- _CHALLENGE_
Reproduce the material below without any changes, starting with the line that contains "Check that every instance of the patterned" and continuing through the end, with that first line included.
START
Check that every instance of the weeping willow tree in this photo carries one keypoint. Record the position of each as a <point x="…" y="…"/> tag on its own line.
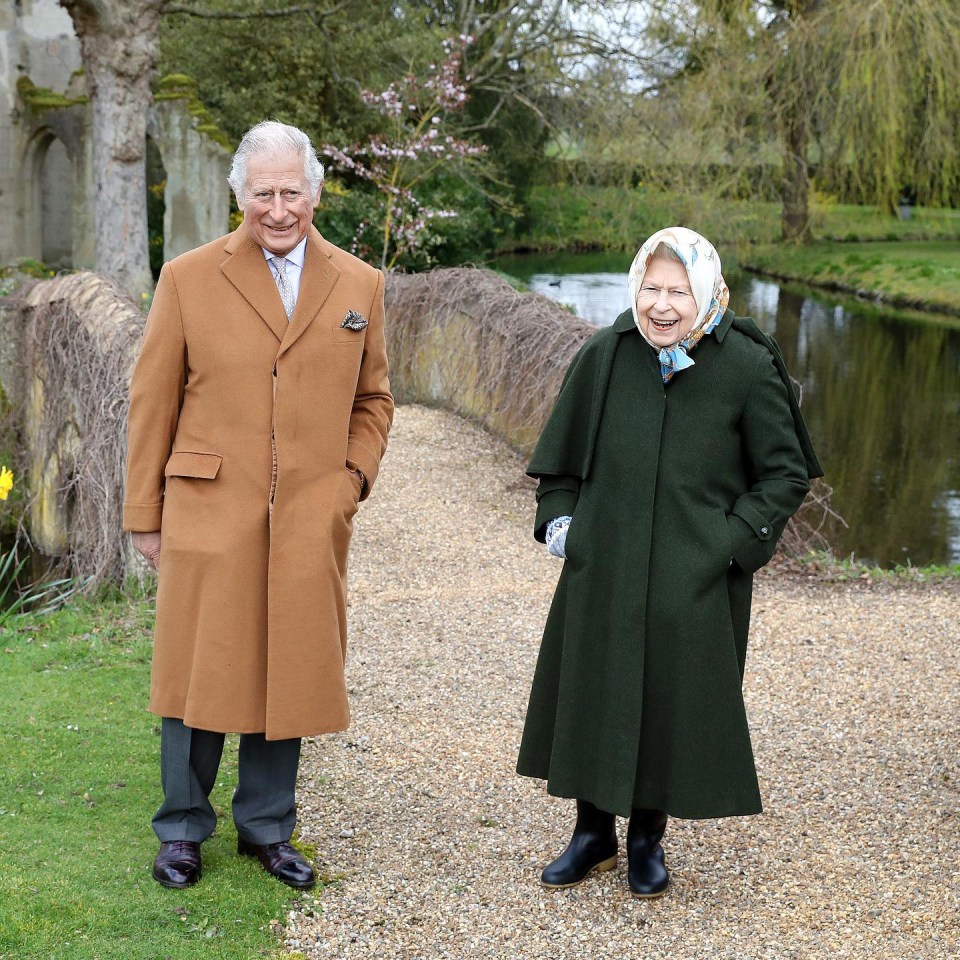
<point x="890" y="117"/>
<point x="861" y="97"/>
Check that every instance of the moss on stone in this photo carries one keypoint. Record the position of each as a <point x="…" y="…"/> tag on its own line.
<point x="179" y="86"/>
<point x="42" y="98"/>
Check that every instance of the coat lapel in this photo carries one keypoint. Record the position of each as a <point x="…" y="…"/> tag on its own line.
<point x="248" y="271"/>
<point x="316" y="281"/>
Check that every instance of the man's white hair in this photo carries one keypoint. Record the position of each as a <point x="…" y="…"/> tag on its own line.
<point x="275" y="139"/>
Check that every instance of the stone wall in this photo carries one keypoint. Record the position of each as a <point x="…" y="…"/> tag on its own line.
<point x="47" y="181"/>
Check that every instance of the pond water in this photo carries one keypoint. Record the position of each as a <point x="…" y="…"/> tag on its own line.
<point x="881" y="396"/>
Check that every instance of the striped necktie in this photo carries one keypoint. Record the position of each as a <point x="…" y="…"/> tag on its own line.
<point x="284" y="285"/>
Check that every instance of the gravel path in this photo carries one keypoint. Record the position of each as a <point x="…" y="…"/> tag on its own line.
<point x="434" y="844"/>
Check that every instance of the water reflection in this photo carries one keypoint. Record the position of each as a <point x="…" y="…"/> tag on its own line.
<point x="881" y="397"/>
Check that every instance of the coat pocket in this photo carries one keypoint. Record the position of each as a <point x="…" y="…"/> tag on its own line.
<point x="185" y="463"/>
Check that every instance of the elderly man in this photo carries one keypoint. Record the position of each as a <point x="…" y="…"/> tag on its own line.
<point x="259" y="413"/>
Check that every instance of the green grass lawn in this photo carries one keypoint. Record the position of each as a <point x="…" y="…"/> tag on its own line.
<point x="906" y="272"/>
<point x="79" y="782"/>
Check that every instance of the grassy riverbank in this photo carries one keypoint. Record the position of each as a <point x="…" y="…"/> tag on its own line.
<point x="925" y="275"/>
<point x="78" y="786"/>
<point x="912" y="262"/>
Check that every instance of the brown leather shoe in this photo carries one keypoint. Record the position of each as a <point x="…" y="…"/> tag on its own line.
<point x="177" y="864"/>
<point x="282" y="861"/>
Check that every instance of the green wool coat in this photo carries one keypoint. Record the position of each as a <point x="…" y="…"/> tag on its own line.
<point x="636" y="698"/>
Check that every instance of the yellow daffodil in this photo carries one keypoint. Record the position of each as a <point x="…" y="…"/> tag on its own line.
<point x="6" y="482"/>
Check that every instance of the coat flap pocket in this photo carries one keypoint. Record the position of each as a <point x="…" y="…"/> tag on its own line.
<point x="184" y="463"/>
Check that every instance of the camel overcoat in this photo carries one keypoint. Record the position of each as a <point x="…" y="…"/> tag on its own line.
<point x="636" y="698"/>
<point x="243" y="430"/>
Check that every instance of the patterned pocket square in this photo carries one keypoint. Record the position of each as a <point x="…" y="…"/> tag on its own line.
<point x="354" y="321"/>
END
- _WRITTEN SOLUTION_
Check that every instance of the patterned pocket square in this photo carries one keypoint. Record the position of each as a <point x="…" y="…"/> tag on its own line.
<point x="354" y="321"/>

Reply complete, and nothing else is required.